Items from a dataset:
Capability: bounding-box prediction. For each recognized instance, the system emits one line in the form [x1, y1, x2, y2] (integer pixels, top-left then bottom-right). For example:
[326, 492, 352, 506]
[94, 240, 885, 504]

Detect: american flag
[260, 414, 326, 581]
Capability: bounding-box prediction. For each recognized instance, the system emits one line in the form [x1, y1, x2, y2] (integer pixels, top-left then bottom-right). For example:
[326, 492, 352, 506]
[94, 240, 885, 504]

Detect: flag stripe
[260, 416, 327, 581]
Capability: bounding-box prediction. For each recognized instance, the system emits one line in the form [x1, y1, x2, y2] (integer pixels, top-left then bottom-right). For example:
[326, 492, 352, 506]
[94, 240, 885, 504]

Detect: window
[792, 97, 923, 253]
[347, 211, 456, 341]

--

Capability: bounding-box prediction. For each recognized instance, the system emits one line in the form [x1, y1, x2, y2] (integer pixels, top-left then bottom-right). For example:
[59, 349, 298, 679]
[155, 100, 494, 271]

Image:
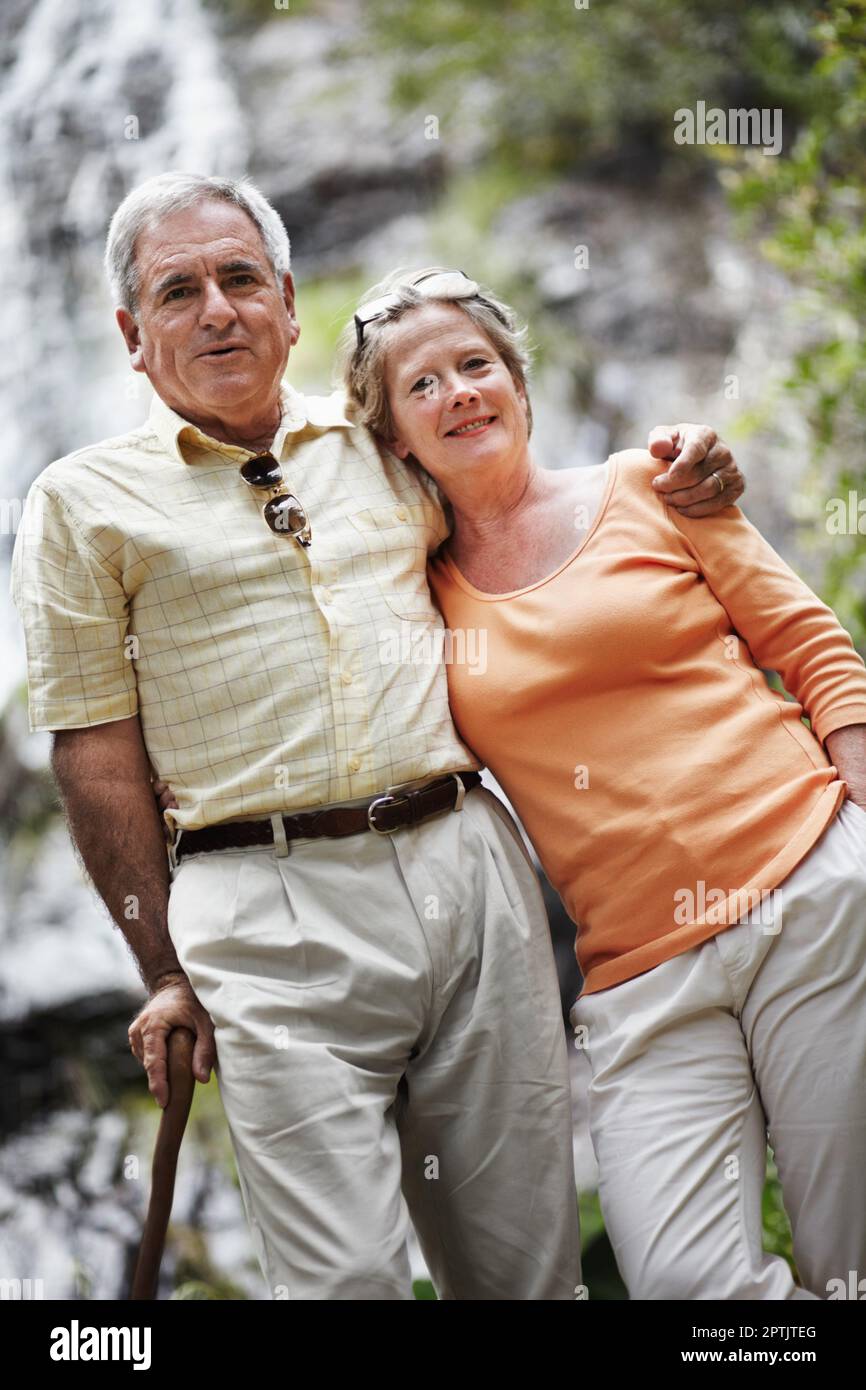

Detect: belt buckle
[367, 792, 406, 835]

* Goal *
Count the lines of the data above that contain the string "flag". Give only the number.

* Solution for this task *
2